§ **Source text**

We all know that backups must be scheduled periodically. A full
backup (a snapshot of the data at a point in time) can be done
in MySQL with several tools. For example, InnoDB Hot
Backup
provides online nonblocking physical backup of
the InnoDB
data files, and
mysqldump provides online logical backup.
This discussion uses mysqldump.
MySQL Enterprise. For expert advice on backups and replication, subscribe to the MySQL Enterprise Monitor. For more information, see http://www.mysql.com/products/enterprise/advisors.html.
Assume that we make a backup on Sunday at 1 p.m., when load is
low. The following command makes a full backup of all our
InnoDB
tables in all databases:
shell> mysqldump --single-transaction --all-databases > backup_sunday_1_PM.sql
This backup acquires a global read lock on all tables (using
FLUSH TABLES WITH READ
LOCK
) at the beginning of the dump. As soon as this
lock has been acquired, the binary log coordinates are read and
the lock is released. If long updating statements are running
when the FLUSH
statement is
issued, the MySQL server may get stalled until those statements
finish. After that, the dump becomes lock-free and does not
disturb reads and writes on the tables.
We assumed earlier that our tables are InnoDB
tables, so
--single-transaction
uses a
consistent read and guarantees that data seen by
mysqldump does not change. (Changes made by
other clients to InnoDB
tables are not seen
by the mysqldump process.) If we do also have
other types of tables, we must assume that they are not changed
during the backup. For example, for the
MyISAM
tables in the mysql
database, we must assume that no administrative changes are
being made to MySQL accounts during the backup.

§ **Dataset section**

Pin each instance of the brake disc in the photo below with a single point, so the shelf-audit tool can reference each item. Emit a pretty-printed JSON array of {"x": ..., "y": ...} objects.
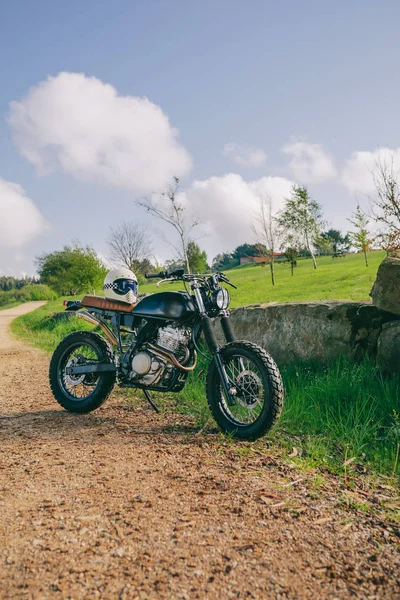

§ **Short task**
Please answer from the MySQL backup text: what does the mysqldump backup acquire at the beginning of the dump? The lines have nothing to do with the MySQL backup text.

§ **Response**
A global read lock on all tables, using FLUSH TABLES WITH READ LOCK.